Problems:
[1] According to the passage on Bacon, by what means could each of humankind's two losses from the fall be partly repaired?
[2] Extend the passage on Bacon's view of science and Nature, picking up after its final sentence.

***** Passage given *****

Thus with the help of Bacon, the mindset was forged for science to be the tool that would enable humankind to control Nature, to re-gain dominion over Nature and return to paradise through the material advantages it affords (Leiss, 1994, p. 49). Bacon contended that for people to hold command over Nature, and to raise the kingdom of humankind, required knowledge; knowledge not from the anticipation of Nature in some magic dream, but from the study and interpretation of Nature (Randall, 1940, p. 224). Although he believed that Nature was God’s creation, he also maintained that God had no further involvement in Nature. As Leiss explains, to Bacon, God was separate from Nature and thus neither immanent within, nor transcendent beyond, Nature. In fact, Bacon argued that humankind’s pursuit of scientific knowledge for practical purposes was not counter to God’s plan, but rather it was consistent with it.
When humankind fell from the Garden, as the Christian story goes, human beings lost their power over Nature. In the Garden, before the fall, the animals obeyed human beings, but since the fall the animals were wild and dangerous – Nature’s evilness was evident. Portraying scientific knowledge as a respectable endeavor toward recapturing what humankind had lost in the fall from Paradise, Bacon leveraged Christianity in selling his ideas. In his New Organon, Bacon wrote:
For man by the fall fell at the same time from his state of innocency and from his dominion over creation. Both of these losses however can even in this life be in some part repaired; the former by religion and faith, the latter by arts and sciences. (Spedding et al., 1864, pp. 247–8)
As Leiss describes, Bacon argued that both the respectability and acceptability of dominance over Nature through the physical sciences can be realized. He afforded people a method of regaining a part of what was lost in humankind’s expulsion from Paradise – a very compelling and clever argument. Thus, by speaking of religion and science as two separate avenues for overcoming the distinct consequences of original sin (loss of moral innocence and loss of dominion), Bacon placed scientific progress in God’s plan and the fruits of its activities as humankind’s right – that humankind be served by Nature. The implication is that it was in God’s plan that human beings exercise dominion over Nature, toward increasing the wealth of humankind. Thus the Judaeo–Christian tradition provided the ontological basis for the pursuit of the control over Nature, and Bacon’s ideas simply provided the epistemological means.
Hence from Bacon we have a philosophy advancing the primacy of technological development and the seed of a new secular order – one in which utility is the primary measure. The question this philosophy puts forth is ‘what utility does it offer and (how) does it work?’ to the exclusion of what reason might provide in seeking answers to ‘why or for what (human) purpose?’ Accordingly sensory experience and the quantifiable must dominate, as values (which are qualitative) are relegated to being inconsequential and inevitably to be ignored.

***** Provided information *****

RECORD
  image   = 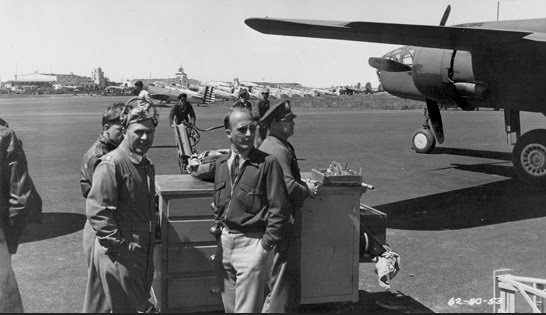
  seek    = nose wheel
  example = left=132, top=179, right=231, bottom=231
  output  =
left=411, top=127, right=436, bottom=153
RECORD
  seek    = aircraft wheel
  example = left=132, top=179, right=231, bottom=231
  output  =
left=411, top=128, right=436, bottom=153
left=512, top=129, right=546, bottom=185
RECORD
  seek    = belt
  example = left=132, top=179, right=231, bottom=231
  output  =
left=118, top=221, right=156, bottom=233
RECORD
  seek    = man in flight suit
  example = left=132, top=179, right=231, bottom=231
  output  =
left=80, top=103, right=125, bottom=313
left=0, top=118, right=34, bottom=313
left=260, top=100, right=317, bottom=313
left=86, top=105, right=158, bottom=313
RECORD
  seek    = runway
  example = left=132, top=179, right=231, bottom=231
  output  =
left=0, top=96, right=546, bottom=313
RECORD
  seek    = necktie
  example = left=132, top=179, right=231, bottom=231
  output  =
left=231, top=154, right=239, bottom=184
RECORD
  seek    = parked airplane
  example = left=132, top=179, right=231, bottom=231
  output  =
left=245, top=6, right=546, bottom=184
left=148, top=81, right=215, bottom=104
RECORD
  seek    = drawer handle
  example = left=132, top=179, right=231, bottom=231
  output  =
left=210, top=287, right=220, bottom=295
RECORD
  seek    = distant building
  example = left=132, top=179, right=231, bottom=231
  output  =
left=91, top=67, right=106, bottom=90
left=124, top=67, right=201, bottom=87
left=5, top=67, right=106, bottom=93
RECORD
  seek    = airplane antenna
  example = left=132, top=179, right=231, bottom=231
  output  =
left=440, top=4, right=451, bottom=26
left=497, top=1, right=500, bottom=22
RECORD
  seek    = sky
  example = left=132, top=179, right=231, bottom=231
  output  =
left=0, top=0, right=546, bottom=87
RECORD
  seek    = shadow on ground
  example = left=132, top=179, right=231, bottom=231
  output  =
left=375, top=179, right=546, bottom=230
left=21, top=213, right=86, bottom=243
left=299, top=290, right=434, bottom=313
left=431, top=147, right=512, bottom=161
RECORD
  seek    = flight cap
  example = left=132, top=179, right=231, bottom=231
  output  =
left=121, top=105, right=159, bottom=128
left=260, top=100, right=298, bottom=124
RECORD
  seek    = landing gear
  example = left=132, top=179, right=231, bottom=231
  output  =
left=512, top=129, right=546, bottom=185
left=411, top=126, right=436, bottom=153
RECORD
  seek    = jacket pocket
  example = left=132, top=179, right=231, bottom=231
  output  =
left=236, top=184, right=263, bottom=214
left=214, top=181, right=226, bottom=212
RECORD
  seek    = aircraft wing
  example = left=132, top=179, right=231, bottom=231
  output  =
left=245, top=18, right=546, bottom=50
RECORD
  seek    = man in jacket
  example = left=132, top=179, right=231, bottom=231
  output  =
left=80, top=103, right=125, bottom=313
left=169, top=93, right=196, bottom=126
left=260, top=100, right=317, bottom=313
left=190, top=107, right=292, bottom=313
left=0, top=119, right=34, bottom=313
left=86, top=106, right=157, bottom=313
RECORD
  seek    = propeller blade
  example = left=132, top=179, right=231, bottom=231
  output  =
left=425, top=98, right=444, bottom=144
left=368, top=57, right=411, bottom=72
left=440, top=4, right=451, bottom=26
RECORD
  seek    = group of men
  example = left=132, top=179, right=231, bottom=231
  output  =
left=76, top=81, right=317, bottom=313
left=189, top=90, right=318, bottom=313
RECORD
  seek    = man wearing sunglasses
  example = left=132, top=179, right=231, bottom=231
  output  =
left=260, top=100, right=317, bottom=313
left=190, top=106, right=292, bottom=313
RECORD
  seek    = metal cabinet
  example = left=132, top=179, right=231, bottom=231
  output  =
left=153, top=175, right=223, bottom=313
left=153, top=173, right=365, bottom=312
left=300, top=173, right=365, bottom=304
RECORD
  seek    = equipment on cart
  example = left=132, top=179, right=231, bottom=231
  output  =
left=174, top=122, right=223, bottom=174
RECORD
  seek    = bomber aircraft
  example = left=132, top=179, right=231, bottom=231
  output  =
left=148, top=81, right=215, bottom=104
left=245, top=6, right=546, bottom=185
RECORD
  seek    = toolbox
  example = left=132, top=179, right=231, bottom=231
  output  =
left=359, top=203, right=387, bottom=262
left=311, top=162, right=362, bottom=186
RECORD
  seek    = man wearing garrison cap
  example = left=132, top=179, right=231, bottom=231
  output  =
left=259, top=100, right=317, bottom=313
left=86, top=104, right=158, bottom=313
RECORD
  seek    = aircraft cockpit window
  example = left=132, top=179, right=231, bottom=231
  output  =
left=401, top=53, right=413, bottom=66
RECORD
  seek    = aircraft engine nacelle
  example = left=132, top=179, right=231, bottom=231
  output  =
left=412, top=48, right=489, bottom=109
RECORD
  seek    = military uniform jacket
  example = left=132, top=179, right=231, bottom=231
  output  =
left=0, top=124, right=34, bottom=254
left=80, top=134, right=116, bottom=198
left=86, top=141, right=156, bottom=249
left=260, top=135, right=309, bottom=208
left=202, top=149, right=292, bottom=251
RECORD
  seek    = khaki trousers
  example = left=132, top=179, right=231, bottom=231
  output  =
left=214, top=229, right=270, bottom=313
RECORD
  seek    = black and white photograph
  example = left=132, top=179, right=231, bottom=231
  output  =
left=0, top=0, right=546, bottom=313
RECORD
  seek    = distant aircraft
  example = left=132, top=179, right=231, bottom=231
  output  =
left=148, top=81, right=215, bottom=104
left=245, top=6, right=546, bottom=185
left=311, top=88, right=336, bottom=96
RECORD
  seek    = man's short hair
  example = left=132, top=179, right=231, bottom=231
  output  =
left=102, top=103, right=125, bottom=126
left=224, top=106, right=252, bottom=130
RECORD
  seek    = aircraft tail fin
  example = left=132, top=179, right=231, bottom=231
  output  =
left=203, top=85, right=216, bottom=104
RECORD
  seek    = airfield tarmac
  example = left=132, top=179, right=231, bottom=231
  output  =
left=0, top=96, right=546, bottom=313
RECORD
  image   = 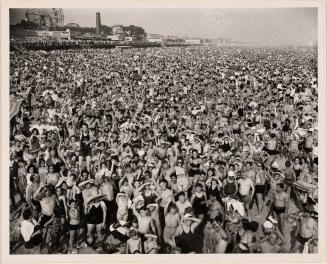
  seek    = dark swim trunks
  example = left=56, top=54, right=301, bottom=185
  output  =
left=273, top=205, right=285, bottom=215
left=296, top=234, right=312, bottom=245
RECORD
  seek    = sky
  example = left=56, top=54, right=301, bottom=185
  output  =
left=10, top=8, right=318, bottom=46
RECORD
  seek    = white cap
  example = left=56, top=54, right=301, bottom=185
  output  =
left=263, top=220, right=274, bottom=229
left=227, top=171, right=235, bottom=177
left=271, top=161, right=279, bottom=170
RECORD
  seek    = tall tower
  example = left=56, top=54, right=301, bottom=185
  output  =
left=96, top=12, right=101, bottom=34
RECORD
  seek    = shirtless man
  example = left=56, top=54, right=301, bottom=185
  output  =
left=144, top=234, right=159, bottom=254
left=26, top=174, right=42, bottom=212
left=116, top=193, right=129, bottom=221
left=99, top=176, right=117, bottom=226
left=290, top=213, right=318, bottom=253
left=147, top=203, right=162, bottom=240
left=126, top=229, right=142, bottom=254
left=176, top=192, right=192, bottom=217
left=163, top=200, right=181, bottom=247
left=272, top=183, right=289, bottom=235
left=251, top=232, right=287, bottom=254
left=46, top=165, right=60, bottom=186
left=79, top=180, right=98, bottom=210
left=206, top=194, right=225, bottom=226
left=39, top=187, right=59, bottom=226
left=238, top=173, right=255, bottom=211
left=132, top=203, right=156, bottom=238
left=37, top=187, right=60, bottom=243
left=244, top=162, right=256, bottom=182
left=68, top=200, right=80, bottom=253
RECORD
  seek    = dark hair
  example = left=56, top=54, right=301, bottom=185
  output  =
left=277, top=182, right=284, bottom=189
left=177, top=192, right=185, bottom=197
left=159, top=179, right=168, bottom=185
left=23, top=208, right=32, bottom=220
left=248, top=221, right=259, bottom=232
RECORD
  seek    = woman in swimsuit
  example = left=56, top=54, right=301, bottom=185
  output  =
left=190, top=183, right=208, bottom=219
left=56, top=187, right=68, bottom=225
left=293, top=157, right=302, bottom=179
left=174, top=214, right=202, bottom=254
left=85, top=201, right=107, bottom=241
left=188, top=150, right=201, bottom=184
left=78, top=124, right=92, bottom=172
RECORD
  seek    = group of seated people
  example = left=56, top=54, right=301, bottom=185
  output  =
left=10, top=47, right=318, bottom=254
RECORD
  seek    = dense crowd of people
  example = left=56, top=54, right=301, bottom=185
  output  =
left=10, top=46, right=318, bottom=254
left=10, top=36, right=163, bottom=52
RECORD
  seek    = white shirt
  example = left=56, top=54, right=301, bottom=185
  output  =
left=176, top=200, right=192, bottom=216
left=20, top=220, right=34, bottom=242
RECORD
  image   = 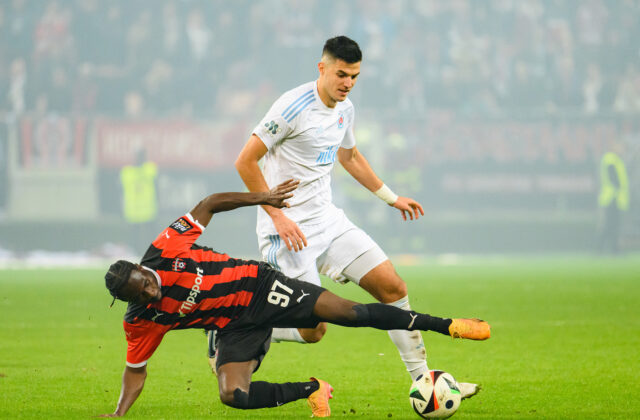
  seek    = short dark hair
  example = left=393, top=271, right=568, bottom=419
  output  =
left=322, top=35, right=362, bottom=64
left=104, top=260, right=136, bottom=305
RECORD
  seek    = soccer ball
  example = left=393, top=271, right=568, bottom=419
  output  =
left=409, top=370, right=461, bottom=419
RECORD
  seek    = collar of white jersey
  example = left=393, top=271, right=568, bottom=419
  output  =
left=142, top=265, right=162, bottom=287
left=313, top=80, right=340, bottom=111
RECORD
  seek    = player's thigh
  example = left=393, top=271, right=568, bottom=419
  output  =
left=216, top=326, right=271, bottom=378
left=259, top=232, right=326, bottom=286
left=255, top=266, right=325, bottom=328
left=318, top=216, right=388, bottom=284
left=358, top=258, right=407, bottom=303
left=216, top=359, right=258, bottom=403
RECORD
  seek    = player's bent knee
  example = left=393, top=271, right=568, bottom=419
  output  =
left=300, top=322, right=327, bottom=344
left=380, top=279, right=408, bottom=303
left=220, top=388, right=249, bottom=409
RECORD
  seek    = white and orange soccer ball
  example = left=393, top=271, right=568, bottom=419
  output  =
left=409, top=370, right=461, bottom=419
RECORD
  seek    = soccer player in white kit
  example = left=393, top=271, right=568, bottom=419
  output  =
left=212, top=36, right=479, bottom=396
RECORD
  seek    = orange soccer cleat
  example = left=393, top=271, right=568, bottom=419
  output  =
left=449, top=318, right=491, bottom=340
left=307, top=378, right=333, bottom=417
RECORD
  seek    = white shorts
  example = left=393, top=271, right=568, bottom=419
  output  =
left=258, top=210, right=387, bottom=286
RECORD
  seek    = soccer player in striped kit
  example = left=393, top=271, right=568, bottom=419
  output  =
left=230, top=36, right=479, bottom=398
left=103, top=180, right=490, bottom=417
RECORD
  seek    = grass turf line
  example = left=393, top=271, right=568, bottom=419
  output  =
left=0, top=258, right=640, bottom=419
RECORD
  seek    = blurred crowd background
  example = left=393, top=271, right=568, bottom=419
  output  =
left=0, top=0, right=640, bottom=256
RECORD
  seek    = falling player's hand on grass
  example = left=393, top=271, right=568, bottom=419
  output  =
left=391, top=197, right=424, bottom=220
left=265, top=179, right=300, bottom=209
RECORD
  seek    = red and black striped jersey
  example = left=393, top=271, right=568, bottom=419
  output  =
left=124, top=213, right=259, bottom=367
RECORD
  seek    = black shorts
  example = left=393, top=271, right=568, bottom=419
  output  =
left=216, top=263, right=325, bottom=370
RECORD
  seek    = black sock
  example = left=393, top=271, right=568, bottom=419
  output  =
left=348, top=303, right=451, bottom=335
left=233, top=381, right=320, bottom=409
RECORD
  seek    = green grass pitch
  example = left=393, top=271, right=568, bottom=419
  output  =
left=0, top=257, right=640, bottom=419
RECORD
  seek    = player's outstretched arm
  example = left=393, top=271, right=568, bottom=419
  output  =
left=99, top=365, right=147, bottom=417
left=235, top=134, right=307, bottom=252
left=338, top=147, right=424, bottom=220
left=191, top=179, right=300, bottom=226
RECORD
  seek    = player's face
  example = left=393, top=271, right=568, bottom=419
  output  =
left=121, top=269, right=162, bottom=305
left=318, top=59, right=360, bottom=107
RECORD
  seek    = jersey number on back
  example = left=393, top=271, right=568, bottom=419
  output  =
left=267, top=280, right=293, bottom=308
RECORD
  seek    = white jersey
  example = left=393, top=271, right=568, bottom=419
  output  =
left=253, top=81, right=355, bottom=236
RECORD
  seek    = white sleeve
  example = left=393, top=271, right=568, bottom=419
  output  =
left=340, top=108, right=356, bottom=149
left=253, top=95, right=295, bottom=150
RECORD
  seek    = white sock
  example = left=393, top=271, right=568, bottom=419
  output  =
left=387, top=296, right=429, bottom=381
left=271, top=328, right=307, bottom=344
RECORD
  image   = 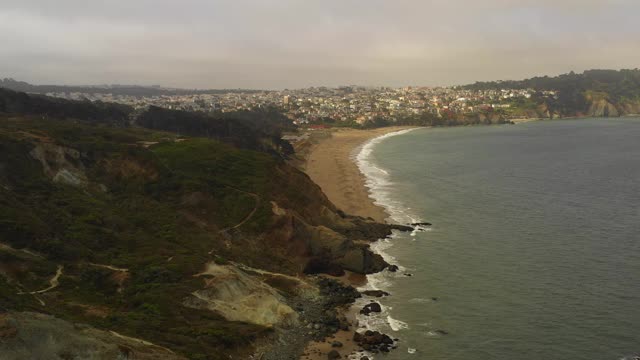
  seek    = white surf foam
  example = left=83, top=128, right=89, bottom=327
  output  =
left=387, top=315, right=409, bottom=331
left=354, top=129, right=421, bottom=352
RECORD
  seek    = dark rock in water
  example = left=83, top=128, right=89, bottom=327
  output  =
left=317, top=278, right=362, bottom=307
left=360, top=302, right=382, bottom=316
left=362, top=290, right=390, bottom=297
left=409, top=222, right=431, bottom=226
left=391, top=225, right=413, bottom=231
left=338, top=245, right=389, bottom=274
left=303, top=257, right=344, bottom=276
left=353, top=330, right=395, bottom=354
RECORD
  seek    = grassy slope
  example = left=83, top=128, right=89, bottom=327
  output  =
left=0, top=118, right=316, bottom=358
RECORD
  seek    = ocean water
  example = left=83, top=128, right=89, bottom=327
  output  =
left=357, top=118, right=640, bottom=360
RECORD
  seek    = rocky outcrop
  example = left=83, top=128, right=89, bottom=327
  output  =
left=29, top=142, right=89, bottom=188
left=362, top=290, right=389, bottom=297
left=353, top=330, right=396, bottom=353
left=589, top=99, right=620, bottom=117
left=183, top=263, right=298, bottom=327
left=360, top=302, right=382, bottom=316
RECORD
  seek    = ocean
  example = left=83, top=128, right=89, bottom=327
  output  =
left=357, top=118, right=640, bottom=360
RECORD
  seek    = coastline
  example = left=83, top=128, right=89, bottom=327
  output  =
left=304, top=126, right=416, bottom=222
left=300, top=126, right=416, bottom=360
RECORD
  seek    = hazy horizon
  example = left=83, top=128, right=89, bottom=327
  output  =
left=0, top=0, right=640, bottom=90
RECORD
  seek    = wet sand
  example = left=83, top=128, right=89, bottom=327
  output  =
left=305, top=126, right=410, bottom=222
left=301, top=126, right=412, bottom=360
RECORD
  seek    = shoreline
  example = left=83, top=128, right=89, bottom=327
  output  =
left=304, top=126, right=416, bottom=223
left=300, top=126, right=417, bottom=360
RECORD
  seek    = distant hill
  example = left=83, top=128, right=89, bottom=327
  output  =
left=0, top=89, right=404, bottom=360
left=0, top=78, right=263, bottom=97
left=463, top=69, right=640, bottom=117
left=0, top=88, right=293, bottom=156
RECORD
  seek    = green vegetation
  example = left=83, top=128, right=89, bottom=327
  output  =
left=0, top=117, right=302, bottom=358
left=463, top=69, right=640, bottom=116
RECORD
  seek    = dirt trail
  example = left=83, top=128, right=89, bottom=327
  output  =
left=0, top=243, right=44, bottom=259
left=89, top=263, right=129, bottom=272
left=109, top=330, right=175, bottom=354
left=219, top=187, right=260, bottom=233
left=18, top=265, right=64, bottom=295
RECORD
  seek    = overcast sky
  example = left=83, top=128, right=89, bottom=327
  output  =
left=0, top=0, right=640, bottom=89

*****

Final answers:
[1] Religion and faith could partly repair the loss of innocence, and arts and sciences could partly repair the loss of dominion over creation.

[2]
Clearly, the Baconian mindset is in evidence today as we utilize our technological advances to significantly impact Nature in all its aspects, irrespective of what reason might tell us about the effect of these advances upon humankind. It is from this system of orientation that we’ve been able to develop the belief that it is not only possible, but that it is right, for us to separate ourselves from each other (it’s not personal, it’s business) and to objectively know and judge each other’s utility relative to our self-interests. Thus we can understand why ‘value’ today means that which serves someone’s own interests as opposed to what is generally good.
Cartesian Influence
In parallel fashion, as the focus of activity shifted from a contemplative science to a practical science, the worldview shifted from a theocentric worldview to a mechanistic worldview. In other words, mystery gave way to mechanics, opening the door for all things out there in the external world (including people) to become mere objects in motion.
Almost twenty years after Bacon published New Organon, Rene Descartes wrote Discourse on the Method of Rightly Conducting the Reason and Seeking Truth in the Field of Science, in which he, like Bacon, attacked the contemplative nature of traditional Greek philosophical learning. Descartes argued:
Instead of the speculative philosophy now taught in the schools we can find a practical one, by which, knowing the nature and behavior of fire, water, air, stars, the heavens, and all the other bodies which surround us…we can employ these entities for all the purposes for which they are suited, and so make ourselves masters and possessors of nature. (Descartes, 1637, p. 45)
It is clear that he too advanced the notion that it was humankind’s purpose to control all of Nature and that scientific knowledge would enable humankind to do so. Descartes sought certainty, for what better way to gain control than through the certainty derived from scientific knowledge.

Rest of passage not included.